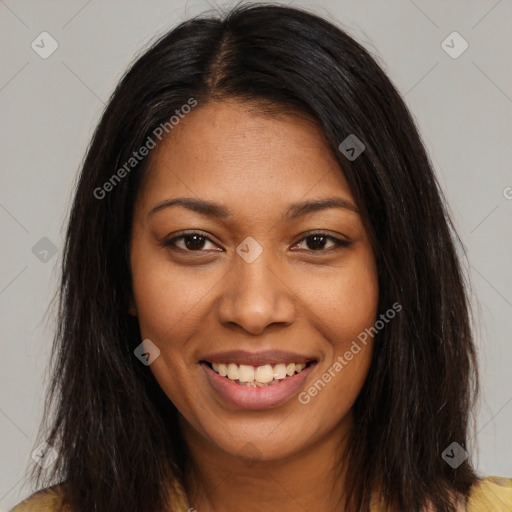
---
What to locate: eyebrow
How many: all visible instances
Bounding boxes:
[148,197,360,221]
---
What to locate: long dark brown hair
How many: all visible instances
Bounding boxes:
[25,4,478,512]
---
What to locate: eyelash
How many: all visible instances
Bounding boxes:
[161,231,352,254]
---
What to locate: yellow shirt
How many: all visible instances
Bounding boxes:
[10,476,512,512]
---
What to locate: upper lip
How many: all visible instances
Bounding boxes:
[201,350,316,366]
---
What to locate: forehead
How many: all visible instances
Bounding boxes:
[135,101,351,214]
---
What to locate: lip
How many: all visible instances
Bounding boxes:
[201,359,316,410]
[200,350,316,368]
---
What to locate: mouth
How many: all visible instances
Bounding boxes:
[199,353,318,410]
[202,361,315,388]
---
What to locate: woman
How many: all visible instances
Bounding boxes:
[9,4,512,512]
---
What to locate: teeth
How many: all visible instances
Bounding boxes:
[286,363,295,377]
[240,364,254,382]
[254,364,274,384]
[274,364,286,380]
[228,363,238,380]
[212,363,312,387]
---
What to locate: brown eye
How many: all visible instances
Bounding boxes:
[294,233,352,252]
[162,232,221,252]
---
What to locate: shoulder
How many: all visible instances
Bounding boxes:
[467,476,512,512]
[9,484,65,512]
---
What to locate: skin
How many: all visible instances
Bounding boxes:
[130,100,378,512]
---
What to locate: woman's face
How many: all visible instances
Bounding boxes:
[130,101,378,460]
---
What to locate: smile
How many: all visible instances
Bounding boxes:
[207,362,311,388]
[200,360,317,410]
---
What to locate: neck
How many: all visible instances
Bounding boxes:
[184,418,351,512]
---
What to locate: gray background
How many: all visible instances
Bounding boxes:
[0,0,512,512]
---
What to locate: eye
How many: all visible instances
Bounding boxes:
[162,231,352,252]
[162,231,222,252]
[293,232,352,252]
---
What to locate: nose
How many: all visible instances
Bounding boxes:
[217,251,297,335]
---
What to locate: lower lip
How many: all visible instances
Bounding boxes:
[201,363,316,410]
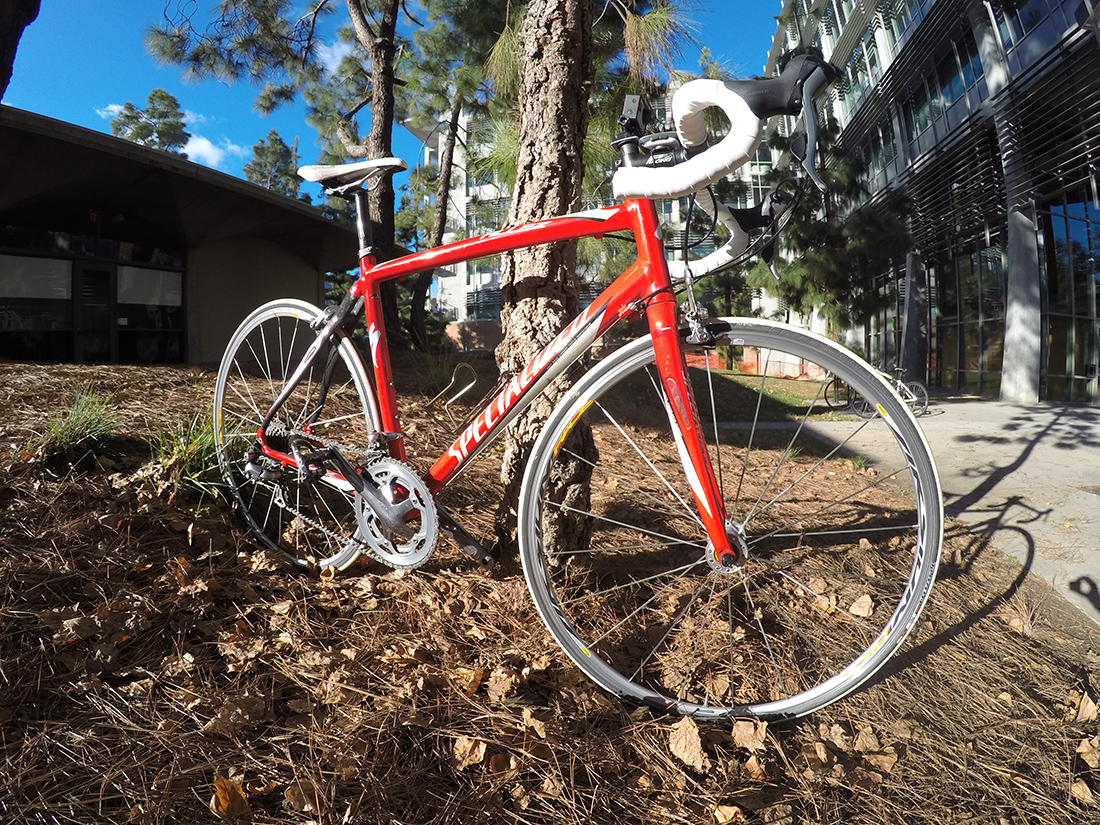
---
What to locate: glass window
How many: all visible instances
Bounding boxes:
[936,52,966,109]
[955,29,985,89]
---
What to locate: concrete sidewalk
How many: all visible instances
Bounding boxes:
[815,397,1100,624]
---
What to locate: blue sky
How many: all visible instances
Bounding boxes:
[0,0,782,190]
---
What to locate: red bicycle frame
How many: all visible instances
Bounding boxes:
[268,199,732,563]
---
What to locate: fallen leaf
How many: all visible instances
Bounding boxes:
[210,773,252,823]
[745,754,768,782]
[524,707,547,739]
[847,768,882,791]
[488,754,516,777]
[1069,779,1097,805]
[818,725,849,751]
[851,727,880,754]
[452,736,485,771]
[486,668,519,703]
[714,805,746,825]
[733,719,768,750]
[454,668,485,696]
[1077,736,1100,770]
[286,779,327,814]
[669,716,711,771]
[848,593,875,618]
[1077,693,1097,722]
[887,719,913,741]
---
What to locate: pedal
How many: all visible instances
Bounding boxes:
[438,507,496,568]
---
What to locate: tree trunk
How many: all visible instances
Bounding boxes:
[496,0,593,551]
[0,0,41,100]
[409,92,462,352]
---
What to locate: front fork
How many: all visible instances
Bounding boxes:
[647,292,744,570]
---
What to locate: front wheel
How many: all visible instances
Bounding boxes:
[519,319,943,719]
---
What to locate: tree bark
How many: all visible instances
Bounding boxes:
[0,0,41,100]
[496,0,593,552]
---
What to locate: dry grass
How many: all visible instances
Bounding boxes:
[0,364,1100,825]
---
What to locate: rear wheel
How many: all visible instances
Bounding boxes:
[519,319,943,719]
[215,299,377,570]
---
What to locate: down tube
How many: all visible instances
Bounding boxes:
[647,294,741,568]
[425,271,642,495]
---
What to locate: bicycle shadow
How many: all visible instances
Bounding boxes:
[867,408,1100,688]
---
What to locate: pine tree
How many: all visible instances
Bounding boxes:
[244,129,310,201]
[111,89,191,157]
[0,0,41,100]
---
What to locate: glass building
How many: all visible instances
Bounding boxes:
[765,0,1100,404]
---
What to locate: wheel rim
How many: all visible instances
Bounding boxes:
[520,325,942,718]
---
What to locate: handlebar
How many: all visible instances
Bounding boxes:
[612,55,838,198]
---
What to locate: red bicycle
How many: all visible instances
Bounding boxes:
[215,57,943,719]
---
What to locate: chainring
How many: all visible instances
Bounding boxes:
[353,458,439,570]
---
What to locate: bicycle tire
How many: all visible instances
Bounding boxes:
[823,375,851,409]
[519,319,944,721]
[905,381,928,416]
[848,391,879,418]
[213,298,377,570]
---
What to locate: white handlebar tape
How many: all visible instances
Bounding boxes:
[612,78,765,198]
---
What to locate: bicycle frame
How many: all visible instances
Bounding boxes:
[257,199,736,564]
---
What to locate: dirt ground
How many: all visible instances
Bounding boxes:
[0,363,1100,825]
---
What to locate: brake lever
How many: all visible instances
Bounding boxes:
[801,66,833,191]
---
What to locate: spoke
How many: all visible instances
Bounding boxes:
[554,541,699,557]
[562,442,702,526]
[597,387,703,526]
[559,559,705,611]
[745,576,834,695]
[741,576,791,696]
[679,575,718,704]
[749,468,908,547]
[630,561,713,681]
[745,384,825,521]
[750,521,920,543]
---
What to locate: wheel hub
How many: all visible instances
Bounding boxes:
[706,519,749,573]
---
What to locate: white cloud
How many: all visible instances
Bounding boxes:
[180,109,211,129]
[183,134,249,169]
[96,103,122,120]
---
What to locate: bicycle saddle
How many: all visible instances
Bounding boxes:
[298,157,408,194]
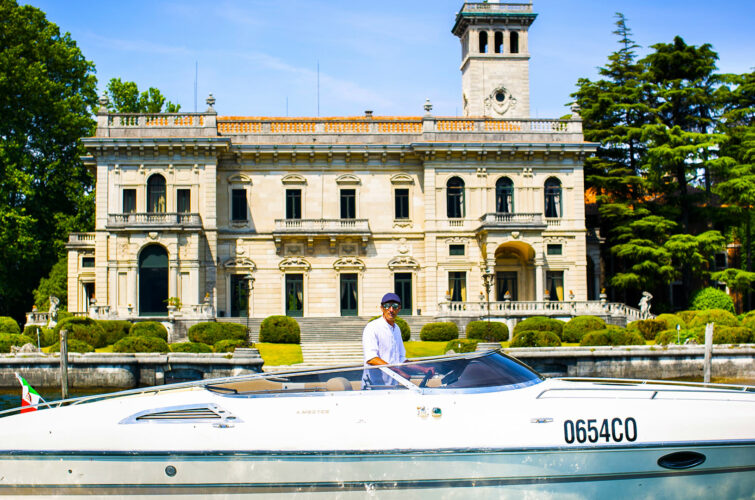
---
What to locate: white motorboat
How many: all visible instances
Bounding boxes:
[0,351,755,500]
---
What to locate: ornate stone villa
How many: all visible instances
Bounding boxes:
[62,3,648,332]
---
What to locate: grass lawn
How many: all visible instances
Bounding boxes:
[254,342,304,366]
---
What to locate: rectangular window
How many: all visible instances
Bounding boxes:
[394,189,409,219]
[341,189,357,219]
[548,245,563,255]
[448,245,464,255]
[286,189,301,219]
[176,189,191,214]
[231,189,248,221]
[123,189,136,214]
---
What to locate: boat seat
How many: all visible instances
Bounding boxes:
[325,377,352,391]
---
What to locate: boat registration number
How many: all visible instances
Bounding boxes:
[564,417,637,444]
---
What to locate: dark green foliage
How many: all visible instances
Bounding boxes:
[260,316,301,344]
[0,333,37,352]
[464,321,509,342]
[419,321,459,342]
[188,321,246,345]
[579,326,645,346]
[168,342,212,353]
[113,335,170,353]
[627,319,668,340]
[444,339,477,353]
[689,287,734,313]
[128,321,168,342]
[562,316,606,342]
[368,316,412,342]
[0,316,21,333]
[48,339,94,353]
[97,320,132,345]
[687,309,739,328]
[514,316,564,339]
[509,329,561,347]
[213,339,246,352]
[55,316,107,348]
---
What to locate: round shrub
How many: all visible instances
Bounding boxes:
[579,326,645,346]
[689,287,734,313]
[464,321,509,342]
[168,342,212,353]
[509,330,561,347]
[213,339,246,352]
[0,316,21,333]
[687,309,740,328]
[54,316,107,348]
[419,321,459,342]
[113,335,170,353]
[368,316,412,342]
[561,316,606,342]
[443,339,477,353]
[627,319,669,340]
[97,320,132,345]
[131,321,168,342]
[514,316,564,339]
[48,339,94,352]
[188,321,246,345]
[0,333,37,352]
[260,316,301,344]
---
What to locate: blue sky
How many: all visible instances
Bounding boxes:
[19,0,755,117]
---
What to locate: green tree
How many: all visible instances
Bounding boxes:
[0,0,97,319]
[107,78,181,113]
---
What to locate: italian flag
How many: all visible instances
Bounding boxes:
[16,373,45,413]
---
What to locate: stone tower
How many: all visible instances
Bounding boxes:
[451,1,537,118]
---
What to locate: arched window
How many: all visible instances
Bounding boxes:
[446,177,464,218]
[493,31,503,54]
[147,174,166,213]
[480,31,488,54]
[545,177,563,217]
[509,31,519,54]
[495,177,514,214]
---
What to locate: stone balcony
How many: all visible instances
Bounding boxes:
[105,212,202,231]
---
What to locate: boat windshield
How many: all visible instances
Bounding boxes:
[206,351,543,395]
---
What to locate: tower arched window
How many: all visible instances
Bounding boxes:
[480,31,488,54]
[509,31,519,54]
[545,177,563,218]
[446,177,464,218]
[147,174,166,213]
[495,177,514,214]
[493,31,503,54]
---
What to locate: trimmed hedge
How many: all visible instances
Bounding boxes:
[368,316,412,342]
[466,321,509,342]
[47,339,94,352]
[113,335,170,353]
[443,339,477,353]
[188,321,246,345]
[689,287,734,313]
[514,316,564,339]
[213,339,246,352]
[168,342,212,353]
[0,333,37,352]
[0,316,21,333]
[260,316,301,344]
[97,320,131,345]
[131,321,168,342]
[509,332,561,347]
[561,316,606,342]
[54,316,107,349]
[627,319,668,340]
[579,327,646,346]
[419,321,459,342]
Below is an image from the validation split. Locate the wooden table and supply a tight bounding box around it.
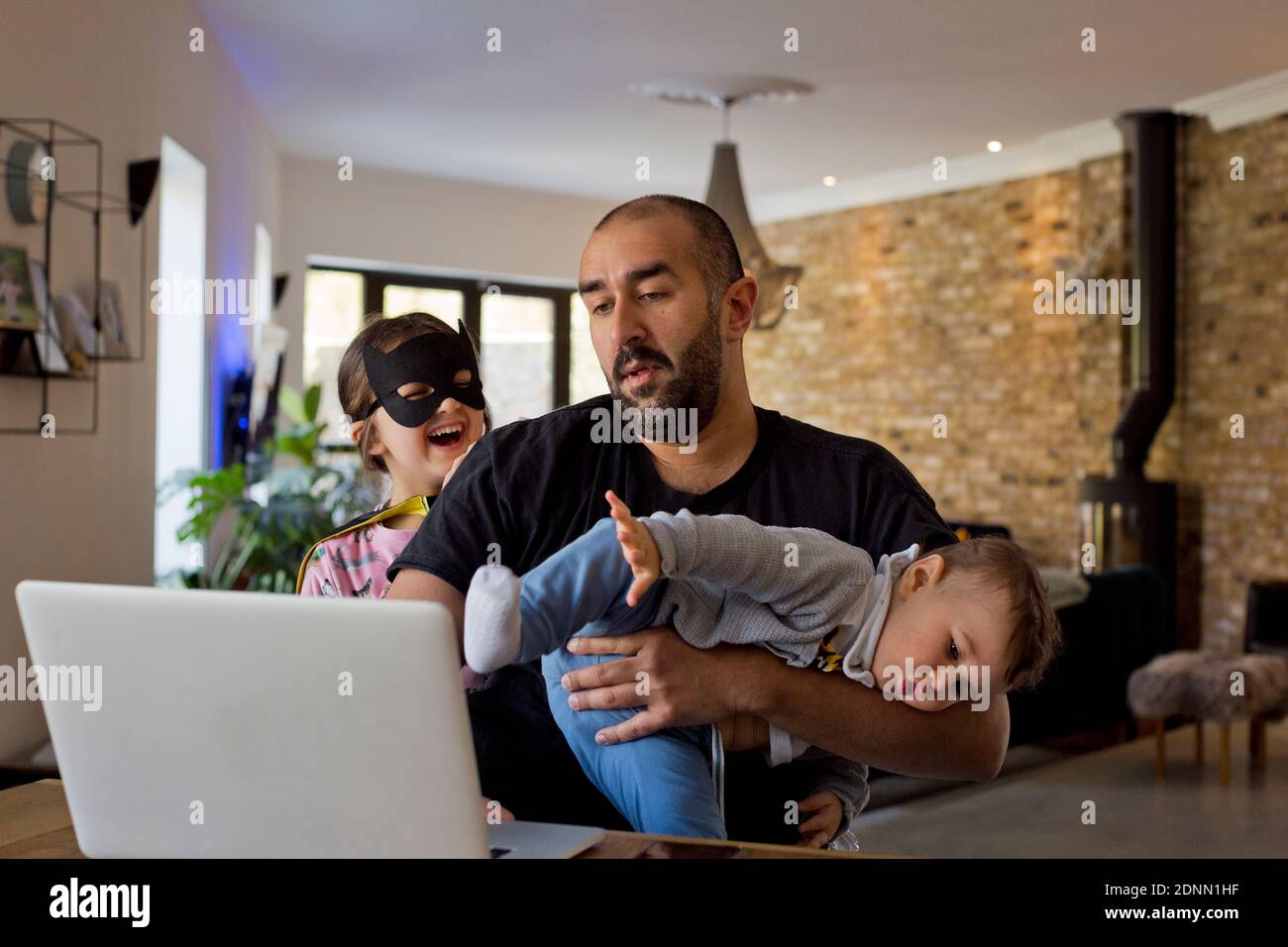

REQUIRED WORK:
Extract each line above that contains the string "stone". Case counts.

EXERCISE RESPONSE:
What to locate: ornate stone villa
What to locate: stone tower
What to locate: stone balcony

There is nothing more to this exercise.